Output the data that follows exactly, line for line.

※

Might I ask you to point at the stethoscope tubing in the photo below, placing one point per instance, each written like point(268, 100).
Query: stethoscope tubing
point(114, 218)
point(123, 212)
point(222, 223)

※

## ANSWER FOR THIS EXERCISE
Might I ask you to point at the stethoscope tubing in the photo below, placing one point per instance, each written like point(268, 100).
Query: stethoscope tubing
point(114, 218)
point(123, 212)
point(222, 223)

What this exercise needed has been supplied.